-- START --

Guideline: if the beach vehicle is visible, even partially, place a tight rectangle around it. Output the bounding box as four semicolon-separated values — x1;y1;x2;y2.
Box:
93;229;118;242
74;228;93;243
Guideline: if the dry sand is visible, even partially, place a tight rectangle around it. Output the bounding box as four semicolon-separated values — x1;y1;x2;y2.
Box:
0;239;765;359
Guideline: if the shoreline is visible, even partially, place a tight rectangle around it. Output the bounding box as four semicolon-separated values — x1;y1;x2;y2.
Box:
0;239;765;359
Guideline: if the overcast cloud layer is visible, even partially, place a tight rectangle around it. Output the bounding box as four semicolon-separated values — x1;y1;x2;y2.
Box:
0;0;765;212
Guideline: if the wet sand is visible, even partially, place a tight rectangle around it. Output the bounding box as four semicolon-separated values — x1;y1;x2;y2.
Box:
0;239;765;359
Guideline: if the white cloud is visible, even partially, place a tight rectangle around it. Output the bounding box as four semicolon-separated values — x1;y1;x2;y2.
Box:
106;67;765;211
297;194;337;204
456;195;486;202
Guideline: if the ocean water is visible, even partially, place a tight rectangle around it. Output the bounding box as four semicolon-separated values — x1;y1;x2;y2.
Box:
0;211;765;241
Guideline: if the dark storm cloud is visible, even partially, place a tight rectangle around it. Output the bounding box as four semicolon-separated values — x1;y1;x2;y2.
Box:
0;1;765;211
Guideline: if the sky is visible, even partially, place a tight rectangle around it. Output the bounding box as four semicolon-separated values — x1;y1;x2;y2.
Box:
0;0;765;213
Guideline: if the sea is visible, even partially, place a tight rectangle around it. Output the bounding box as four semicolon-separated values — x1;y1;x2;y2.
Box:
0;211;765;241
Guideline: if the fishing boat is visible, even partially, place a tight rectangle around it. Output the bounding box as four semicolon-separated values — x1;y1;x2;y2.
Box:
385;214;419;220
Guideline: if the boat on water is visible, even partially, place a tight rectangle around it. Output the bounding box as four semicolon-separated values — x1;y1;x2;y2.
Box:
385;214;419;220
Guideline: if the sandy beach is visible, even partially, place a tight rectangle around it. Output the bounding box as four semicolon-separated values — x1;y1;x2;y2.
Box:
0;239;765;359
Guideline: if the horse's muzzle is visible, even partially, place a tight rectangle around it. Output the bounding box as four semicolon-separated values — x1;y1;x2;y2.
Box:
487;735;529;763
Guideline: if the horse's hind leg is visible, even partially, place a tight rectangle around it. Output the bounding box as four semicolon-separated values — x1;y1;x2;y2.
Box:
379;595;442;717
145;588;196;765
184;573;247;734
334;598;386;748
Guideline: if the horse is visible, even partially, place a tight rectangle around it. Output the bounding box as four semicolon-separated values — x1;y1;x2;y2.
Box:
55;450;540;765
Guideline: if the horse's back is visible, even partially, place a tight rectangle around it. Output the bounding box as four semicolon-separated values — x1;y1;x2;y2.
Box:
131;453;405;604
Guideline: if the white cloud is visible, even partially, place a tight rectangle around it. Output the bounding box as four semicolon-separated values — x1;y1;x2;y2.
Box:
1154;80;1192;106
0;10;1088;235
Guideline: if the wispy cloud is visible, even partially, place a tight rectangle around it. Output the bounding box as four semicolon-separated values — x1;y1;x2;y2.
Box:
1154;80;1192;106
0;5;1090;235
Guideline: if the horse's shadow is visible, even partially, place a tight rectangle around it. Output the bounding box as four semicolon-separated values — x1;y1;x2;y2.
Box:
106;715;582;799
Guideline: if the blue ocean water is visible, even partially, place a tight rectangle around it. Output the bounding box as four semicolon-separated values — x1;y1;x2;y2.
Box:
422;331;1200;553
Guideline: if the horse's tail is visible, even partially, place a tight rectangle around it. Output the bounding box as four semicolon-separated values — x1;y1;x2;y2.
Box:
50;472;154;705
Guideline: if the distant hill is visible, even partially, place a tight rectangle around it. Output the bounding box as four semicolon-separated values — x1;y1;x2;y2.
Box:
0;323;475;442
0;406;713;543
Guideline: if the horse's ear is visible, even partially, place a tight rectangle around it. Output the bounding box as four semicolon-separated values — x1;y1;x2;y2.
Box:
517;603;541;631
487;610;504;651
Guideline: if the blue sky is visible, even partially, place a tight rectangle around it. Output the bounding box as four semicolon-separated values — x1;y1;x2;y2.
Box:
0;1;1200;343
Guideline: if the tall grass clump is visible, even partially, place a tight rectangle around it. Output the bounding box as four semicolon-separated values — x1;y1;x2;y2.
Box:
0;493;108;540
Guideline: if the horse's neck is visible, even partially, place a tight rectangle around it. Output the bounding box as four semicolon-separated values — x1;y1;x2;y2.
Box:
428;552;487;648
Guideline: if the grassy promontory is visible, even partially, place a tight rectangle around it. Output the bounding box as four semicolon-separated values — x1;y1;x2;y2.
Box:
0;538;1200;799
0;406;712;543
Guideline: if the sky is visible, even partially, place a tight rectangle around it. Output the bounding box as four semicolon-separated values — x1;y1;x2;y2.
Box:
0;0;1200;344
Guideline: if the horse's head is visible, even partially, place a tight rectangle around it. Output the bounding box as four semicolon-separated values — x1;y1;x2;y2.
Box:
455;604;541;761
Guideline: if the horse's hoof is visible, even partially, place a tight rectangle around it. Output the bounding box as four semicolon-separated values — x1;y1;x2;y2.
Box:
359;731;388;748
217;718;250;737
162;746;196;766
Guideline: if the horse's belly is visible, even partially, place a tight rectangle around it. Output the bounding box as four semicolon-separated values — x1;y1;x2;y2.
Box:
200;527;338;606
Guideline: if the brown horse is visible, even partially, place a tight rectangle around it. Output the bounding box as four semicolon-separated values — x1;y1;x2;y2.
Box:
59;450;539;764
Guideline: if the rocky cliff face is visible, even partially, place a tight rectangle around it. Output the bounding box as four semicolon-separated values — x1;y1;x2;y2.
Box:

-- END --

WRITTEN TASK » Put all of the rows above into a numbered list, leaving out any blank lines.

REPLY »
1. Guideline: if the beach vehicle is visible, even partially, place a tight rectangle around it. Output the bounding box as four semicolon-separated values — x1;y1;x2;y2.
2. Box:
3. 93;229;118;242
4. 74;228;93;243
5. Guideline: if the dry sand is visible, even partially, place a tight rectangle around it. Output the bounding box as four semicolon-separated values — x1;y1;x2;y2.
6. Box:
7. 0;239;765;359
8. Guideline: if the shoreline is visible, even partially, place a tight rectangle around it. Output the bounding box as four semicolon-separated values — x1;y1;x2;y2.
9. Box:
10. 0;239;765;359
11. Guideline: if the overcast cloud layer is visible, even partially, place a tight rectangle around it. Output the bounding box as four semicolon-separated values — x1;y1;x2;y2.
12. Box:
13. 0;0;765;212
14. Guideline: if the wet sand is visible, even partially, place a tight rectangle around it. Output the bounding box as four semicolon-separated values — x1;y1;x2;y2.
15. Box:
16. 0;239;765;359
17. Guideline: if the white cloud is visible, even partially, place a tight rectangle around it. Output the bounding box as four semicolon-separated values — x1;y1;x2;y2.
18. Box:
19. 106;67;765;211
20. 297;194;337;204
21. 456;195;486;202
22. Guideline: if the ocean water is visible, even partially, place a tight rectangle around it. Output the bounding box as four semicolon-separated values — x1;y1;x2;y2.
23. Box:
24. 0;211;765;241
25. Guideline: if the dark storm cloud is visible, even partially, place a tight rectangle around it. Output the bounding box as four semicolon-separated values — x1;y1;x2;y2.
26. Box:
27. 0;1;765;211
28. Guideline: if the sky is visible, even partially, place a tight rectangle around it. Output the bounding box as four semicolon-separated values — x1;y1;x2;y2.
29. Box:
30. 0;0;765;213
31. Guideline: if the sea is visible, even partially, place a tight rectangle around it. Output the bounding box as four semicolon-separated values — x1;y1;x2;y2.
32. Box:
33. 0;211;765;241
34. Guideline: if the fishing boat is visible, even partially, place a tight rectangle around it. Output the bounding box as four semicolon-separated values — x1;y1;x2;y2.
35. Box:
36. 385;214;419;220
37. Guideline: if the boat on water is visible, even partially, place a tight rectangle around it. Output the bounding box as four semicolon-separated values — x1;y1;x2;y2.
38. Box:
39. 385;214;419;220
40. Guideline: if the sandy beach is visible, even partially, place a tight rectangle around it. Output the bounding box as four semicolon-separated values — x1;y1;x2;y2.
41. Box:
42. 0;239;765;359
43. Guideline: if the horse's muzzle is visible, even partially, place a tight rectangle around it. Output the bounding box as four semicolon-separated values — x1;y1;x2;y2.
44. Box:
45. 487;735;529;763
46. Guideline: if the horse's hind leg is visible, even partially, place a tight rectangle around it. Output the bounding box as four semicolon-separated values — x1;y1;x2;y2.
47. Box:
48. 379;595;442;717
49. 145;588;196;765
50. 184;573;247;734
51. 334;598;386;748
52. Guideline: if the horse is visible, even partially, place a tight rectangle around it. Output the bounding box as four semicolon-separated values — x1;y1;x2;y2.
53. Box:
54. 55;450;540;765
55. Guideline: if the horse's back is visible, even partially, place a tight rectangle around it. Output the bounding box as four semicolon-separated values — x1;y1;x2;y2.
56. Box:
57. 131;453;405;604
58. Guideline: if the white cloud is visible, even partially, place a tight rectangle around it. Output the bounding box as four semicolon-separated values — x1;y1;x2;y2.
59. Box:
60. 1154;80;1192;106
61. 0;10;1088;235
62. Guideline: if the wispy cloud is visible, even partially, place a tight rectangle around it. Output the bounding box as four semicolon-separated values — x1;y1;x2;y2.
63. Box:
64. 1154;80;1192;106
65. 0;5;1090;235
66. Guideline: if the horse's shadow is visible, even partially, place a tight rectangle around it. Output the bounding box as four semicolon-separated values — x1;y1;x2;y2.
67. Box:
68. 106;715;582;799
69. Guideline: if the blue ocean water is visible, even partially, place a tight rectangle around it. Output the bounding box as four semicolon-separated values — x1;y1;x2;y2.
70. Box:
71. 422;331;1200;553
72. Guideline: if the horse's tail is visible, even partially, place a tight rectangle around it. Output the bounding box as four semicolon-separated values — x1;y1;x2;y2.
73. Box:
74. 50;472;154;705
75. Guideline: if the distant hill is visible, even partially, place a tight rectangle around it. Output the bounding box as four semicolon-separated values — x1;y1;x2;y2.
76. Box:
77. 0;323;475;442
78. 0;406;713;543
79. Guideline: if the horse's ear is visible, even partially, place a tight rectangle around it. Output the bounding box as four semicolon-separated values — x1;y1;x2;y2.
80. Box:
81. 517;603;541;631
82. 487;610;504;651
83. Guideline: if the blue sky is visible, even partially, place a tight rectangle around it. Output the bounding box as four semicolon-separated values — x1;y1;x2;y2.
84. Box:
85. 0;1;1200;343
86. Guideline: if the tall grass clump is visible, even partially, place a tight rectangle around it. Output the bounding box as four semicolon-separated values — x1;y1;x2;y2.
87. Box:
88. 0;493;108;540
89. Guideline: if the horse's neck is visible, even partially, place a tight rectangle around it. Output the bounding box as four semicolon-separated values — x1;y1;x2;y2.
90. Box:
91. 428;552;487;648
92. Guideline: if the grassy promontory is visible, even partially, place a tight rectangle around it. Output the bounding box as four semicolon-separated values — x1;y1;x2;y2.
93. Box:
94. 0;538;1200;799
95. 0;406;712;543
96. Guideline: if the sky is visible, even partially, place a tight rectangle around it. Output the bounding box as four semicolon-separated values — x1;y1;x2;y2.
97. Box:
98. 0;0;1200;344
99. Guideline: if the horse's head is visible, even partially, place a tight rectangle around it. Output the bounding box as four semicolon-separated values — x1;y1;x2;y2.
100. Box:
101. 455;604;541;761
102. Guideline: if the horse's hoof is visible, even partially, place a tight rectangle around it. Output the bounding box as four semicolon-separated values — x1;y1;x2;y2.
103. Box:
104. 359;731;388;748
105. 217;718;250;737
106. 162;746;196;766
107. Guideline: if the horse's belly is visible, even partially, place a tight rectangle around it. Output the bounding box as four semicolon-separated values — x1;y1;x2;y2.
108. Box:
109. 200;527;338;606
110. Guideline: if the brown horse is visible, even partially, place a tight rectangle around it. Output the bounding box as four semicolon-separated values — x1;y1;x2;y2.
111. Box:
112. 59;450;539;764
113. Guideline: if the rocky cliff face is visible, even partially, place a tight rectangle around it. Output the bounding box as four semicolon-separated values — x1;y1;x2;y2.
114. Box:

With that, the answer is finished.